**TASK DETAILS**
Copy all the records word for word, apart from any pictures.

---------- SUPPLIED DATA

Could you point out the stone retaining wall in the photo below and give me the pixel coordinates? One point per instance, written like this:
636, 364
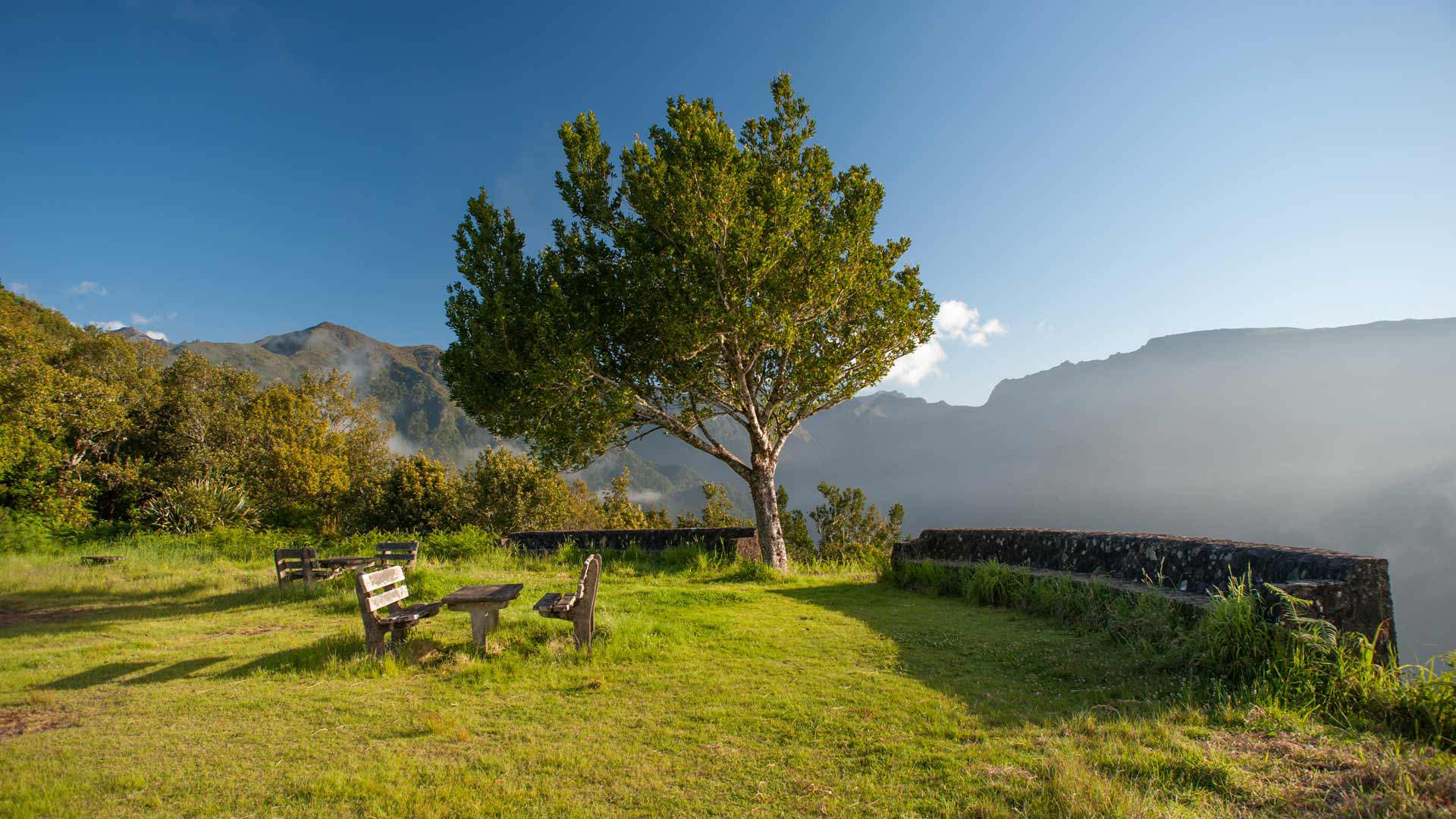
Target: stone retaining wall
1350, 591
740, 539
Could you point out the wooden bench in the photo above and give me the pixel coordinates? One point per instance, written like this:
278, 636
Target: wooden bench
580, 608
382, 592
402, 554
484, 604
302, 564
99, 560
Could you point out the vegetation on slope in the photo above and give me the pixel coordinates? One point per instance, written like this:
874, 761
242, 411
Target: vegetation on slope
1253, 642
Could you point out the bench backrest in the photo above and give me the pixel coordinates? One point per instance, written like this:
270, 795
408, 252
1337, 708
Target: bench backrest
293, 560
381, 589
398, 554
590, 577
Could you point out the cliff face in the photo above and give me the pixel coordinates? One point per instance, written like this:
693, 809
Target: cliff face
1337, 438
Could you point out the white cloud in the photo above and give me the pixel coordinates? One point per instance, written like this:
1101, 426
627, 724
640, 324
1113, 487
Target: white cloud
956, 321
915, 368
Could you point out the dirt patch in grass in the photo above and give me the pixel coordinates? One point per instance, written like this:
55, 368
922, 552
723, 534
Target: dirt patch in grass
1332, 779
248, 632
18, 720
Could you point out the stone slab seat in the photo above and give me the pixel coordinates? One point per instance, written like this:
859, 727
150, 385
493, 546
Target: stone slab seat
384, 591
302, 564
579, 607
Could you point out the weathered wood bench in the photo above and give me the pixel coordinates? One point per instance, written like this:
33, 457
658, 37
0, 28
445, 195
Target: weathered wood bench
484, 604
402, 554
383, 591
99, 560
580, 607
302, 564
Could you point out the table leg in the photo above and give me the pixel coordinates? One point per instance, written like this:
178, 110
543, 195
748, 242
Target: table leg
482, 623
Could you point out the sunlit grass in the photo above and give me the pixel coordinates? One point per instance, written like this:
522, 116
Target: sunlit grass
184, 684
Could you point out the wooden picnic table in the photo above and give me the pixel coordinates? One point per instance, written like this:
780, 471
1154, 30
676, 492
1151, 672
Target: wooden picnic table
484, 604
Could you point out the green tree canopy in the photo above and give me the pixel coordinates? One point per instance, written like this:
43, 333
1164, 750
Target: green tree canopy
715, 276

--------------------

**RESULT OF THIS EXERCISE**
Could you point out the stone retaining wall in the photo below and give me the pixel coordinates? One point per instance, written like this:
636, 364
Target: stone retaining wall
1350, 591
740, 539
Could you point out the wooden bench in the photo above and give me the pixel coordinates? One point per instance, written like this:
278, 636
Target: wooden bench
580, 608
382, 592
402, 554
484, 604
302, 564
99, 560
Could you point out the vegetation on slope in the photo above and give me the pixel coordinates? One point per instance, written like this:
874, 761
242, 411
Target: vegetation on slope
1253, 642
Could you point out the bench backrest in the photo above and give me the pixel coordinates? One point per instance, written like this:
270, 795
408, 252
1337, 708
Target: bench backrest
293, 560
381, 589
398, 554
590, 577
Could you point out the cliff face in the photo above and give me the pixel coordinates? One point per instance, written like this:
693, 809
Target: cliff face
1337, 438
Could you point out the white cloud in the photo above and give me the pixel coordinates? One point per instance, written like this:
1101, 426
627, 724
640, 324
1113, 487
Target: white cloud
956, 321
915, 368
Could you point out the dirt patch in grass in the photo above and give me the pixel coordinates? One point per instance, written like this:
55, 368
922, 552
723, 534
Target: dirt patch in grass
1332, 779
248, 632
18, 720
Could you point out the stone slab seat in the photo above and give me the pixel coordinates? One point per instance, written like this:
859, 727
150, 385
493, 546
Target: stone slab seat
384, 591
302, 564
579, 607
Could you point out the weathered wood bench in the photo above and give me the pixel coordinates? One point per instance, written like this:
33, 457
658, 37
0, 28
445, 195
Target: weathered wood bench
484, 604
402, 554
383, 591
99, 560
580, 607
302, 564
Could you point out the table leg in the photo above and give me the pixel coordinates? One point per instance, written like this:
178, 110
543, 195
748, 242
Target: table leg
482, 623
Could you point out the sunlit grass in the photo above and give me the pixel coordinates? One point per instance, written like this:
522, 116
Target: sunlit grass
184, 684
Could you point out the wooden picnic table in the photo above and give me the pixel coordinates? One point per instance, written like this:
780, 471
1154, 30
676, 492
1151, 672
Target: wooden picnic table
484, 604
Could you point out the green tree canopy in the photo above and give me the pixel coordinates? One point per instance, written like this:
43, 333
1164, 750
Target: green tree canopy
715, 276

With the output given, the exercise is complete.